And what about New Space, formerly known as alt/alternate space? Although there is no unique definition, it is certainly a movement and new philosophy, encompassing a globally emerging, private spaceflight and aerospace industry which is more socio-economically-oriented. In other words, working commercially and independent of governmental-funded (political) space programs with a faster, cheaper and better access to space.
Examples for such systems in the near future might be the low-earth orbit (LEO) systems with many hundreds or even thousands of mini-satellites mainly dedicated for communication and internet. OneWebb and SpaceX Starlink/Samsung are presently being built-up (see Figures 1 and 2). On the aerospace industry side, the company SpaceX is an example for New Space. But, can those LEO systems be used for satellite positioning and navigation?

Entries drawn from a collection
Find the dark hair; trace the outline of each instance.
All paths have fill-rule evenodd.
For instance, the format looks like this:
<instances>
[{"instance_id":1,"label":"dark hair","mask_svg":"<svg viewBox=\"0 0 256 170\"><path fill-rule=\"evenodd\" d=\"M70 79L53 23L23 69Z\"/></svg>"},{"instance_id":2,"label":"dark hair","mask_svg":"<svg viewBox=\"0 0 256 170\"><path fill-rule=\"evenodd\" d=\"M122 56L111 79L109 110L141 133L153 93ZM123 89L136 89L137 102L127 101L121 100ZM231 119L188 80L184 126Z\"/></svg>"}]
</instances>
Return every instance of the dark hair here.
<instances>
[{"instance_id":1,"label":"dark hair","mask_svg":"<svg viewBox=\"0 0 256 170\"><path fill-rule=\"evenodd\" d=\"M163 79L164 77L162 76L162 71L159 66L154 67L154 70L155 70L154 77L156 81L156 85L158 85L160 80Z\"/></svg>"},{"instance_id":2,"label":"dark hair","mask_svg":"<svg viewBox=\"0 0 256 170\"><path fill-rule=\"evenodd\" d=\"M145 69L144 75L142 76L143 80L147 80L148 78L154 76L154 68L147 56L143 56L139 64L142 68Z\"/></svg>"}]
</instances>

SET OF TASKS
1. Please reproduce the New Space text, starting at "Examples for such" and ending at "positioning and navigation?".
2. Write what comes next in the New Space text, picking up after its final sentence.

SOLVED TASKS
1.
Examples for such systems in the near future might be the low-earth orbit (LEO) systems with many hundreds or even thousands of mini-satellites mainly dedicated for communication and internet. OneWebb and SpaceX Starlink/Samsung are presently being built-up (see Figures 1 and 2). On the aerospace industry side, the company SpaceX is an example for New Space. But, can those LEO systems be used for satellite positioning and navigation?

2.
Some Quick Considerations
GPS signals broadcast at 27 Watts which are received at 158 x 10-18 Watts on earth. Signals of OneWebb and SpaceX Starlink are 1000x (30dB) stronger compared to LEO vs. MEO (GNSS). But, it takes seven LEOs to match the coverage of 1 MEO.
200+ LEOs are needed for similar coverage – but no problem, as both mentioned LEO systems have significantly more than 200 satellites. Thus, the geometry (Dilution of Precision – DOP values) is consequently 3x better than that of present GNSS.
When you consider further, that a positioning error is approximately SIS URE (signal-in-space (SIS) user range error (URE)) x geometry, then we can recognize that the 3x better geometry of a LEO system relaxes the URE. A constellation like OneWeb/SpaceX Starlink could have a URE 3x worse and give comparable positioning performance to GPS (about 3 meters horizontally, 4-5 meters vertically).
The chip-scale atomic clocks (low power < 120mW, small size 17 cc volume, low-cost < 1000 USD … 300 USD) in the LEO satellites are approximately 100x worse at one day compared to GPS atomic clocks. However, we may get comparable performance if they are updated once per LEO orbit (approx. 100min) instead of once every 12 hours (GPS).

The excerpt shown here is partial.